Brief :: Could you reproduce every line of the listing below verbatim, leaving the picture out of your copy?

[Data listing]
<<<<

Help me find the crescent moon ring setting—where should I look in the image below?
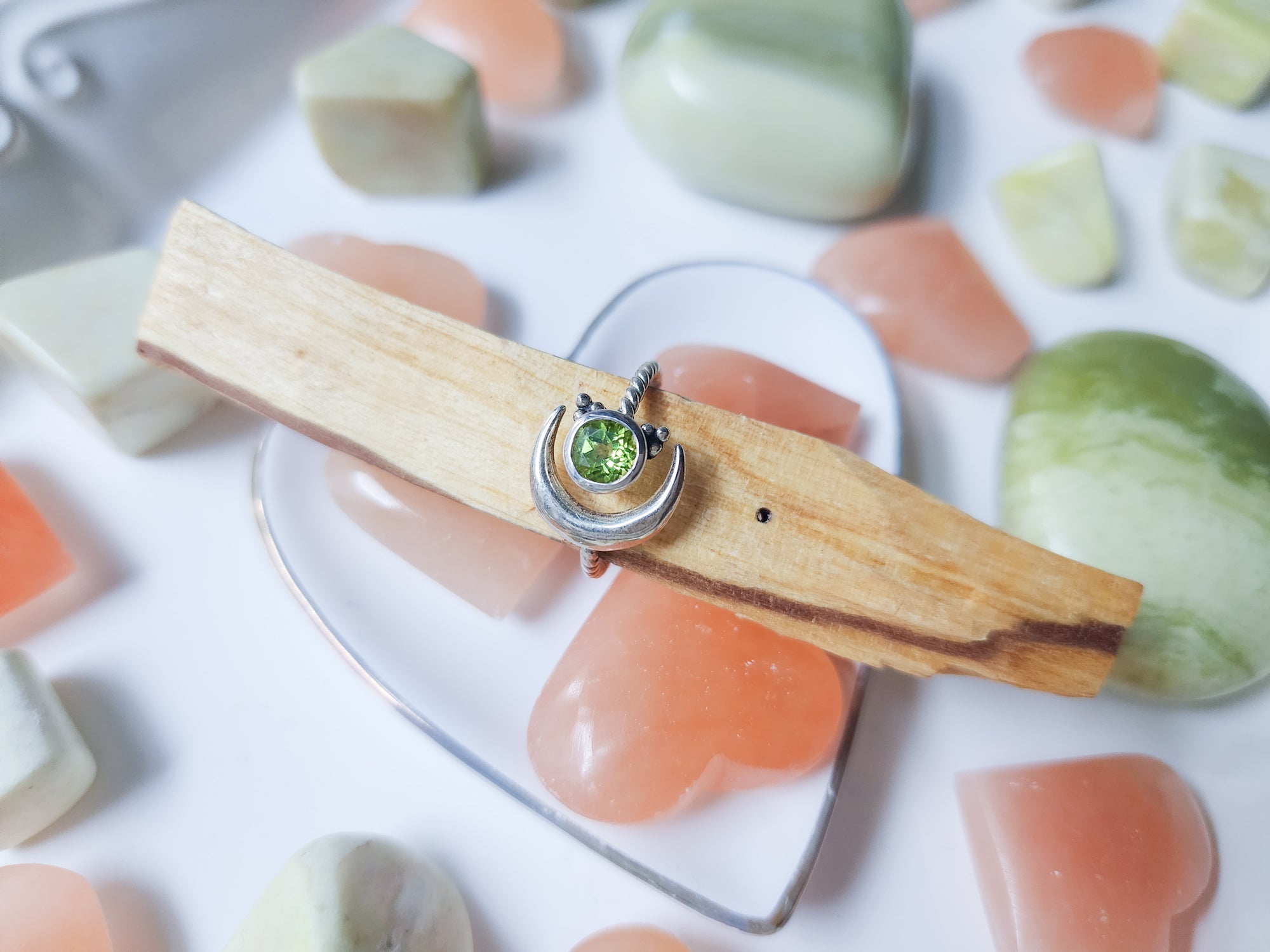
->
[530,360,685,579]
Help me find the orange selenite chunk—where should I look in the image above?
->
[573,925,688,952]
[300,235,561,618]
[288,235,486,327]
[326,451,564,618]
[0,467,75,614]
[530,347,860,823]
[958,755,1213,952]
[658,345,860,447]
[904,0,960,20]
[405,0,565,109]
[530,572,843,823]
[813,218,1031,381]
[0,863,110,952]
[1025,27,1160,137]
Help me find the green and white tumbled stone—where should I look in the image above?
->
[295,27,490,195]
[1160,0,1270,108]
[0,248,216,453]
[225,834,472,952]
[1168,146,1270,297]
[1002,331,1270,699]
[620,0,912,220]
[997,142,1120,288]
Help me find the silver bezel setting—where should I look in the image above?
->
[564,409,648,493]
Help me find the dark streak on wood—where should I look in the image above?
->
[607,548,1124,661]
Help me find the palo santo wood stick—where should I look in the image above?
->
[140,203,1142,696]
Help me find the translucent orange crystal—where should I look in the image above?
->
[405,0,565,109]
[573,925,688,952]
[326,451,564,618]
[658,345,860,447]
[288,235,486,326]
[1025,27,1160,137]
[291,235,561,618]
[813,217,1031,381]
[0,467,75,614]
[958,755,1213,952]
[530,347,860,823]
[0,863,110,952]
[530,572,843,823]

>>>>

Task solution ::
Help me find the crescent moon ring setting—where should I look in the image below?
->
[530,360,685,579]
Help me find the orange selenite chunk—where should I look in the image above?
->
[573,925,688,952]
[300,235,561,618]
[288,235,486,327]
[326,451,564,618]
[0,467,75,614]
[530,347,860,823]
[958,755,1213,952]
[658,345,860,447]
[904,0,960,20]
[405,0,565,109]
[530,572,843,823]
[813,218,1031,381]
[0,863,110,952]
[1025,27,1160,137]
Help me find the green and white tumbled stone—where should I look in the image above?
->
[295,27,490,195]
[1160,0,1270,108]
[0,248,216,453]
[225,834,472,952]
[1168,146,1270,297]
[1002,331,1270,699]
[620,0,912,220]
[997,142,1120,288]
Help me find the silver bezel setting—where should I look in the image above?
->
[564,409,648,493]
Help me find the dark streak on wood—where should I look in the image above?
->
[607,548,1124,661]
Help me find the palo santo wood stick—where should I look in the image above?
->
[140,203,1142,696]
Help me find the translucent orange crystal—where should I look in the image above?
->
[405,0,565,109]
[573,925,688,952]
[326,451,564,618]
[658,345,860,447]
[288,235,486,326]
[1025,27,1160,137]
[291,235,561,618]
[813,217,1031,381]
[0,467,75,614]
[958,755,1213,952]
[530,347,860,823]
[0,863,110,952]
[530,572,843,823]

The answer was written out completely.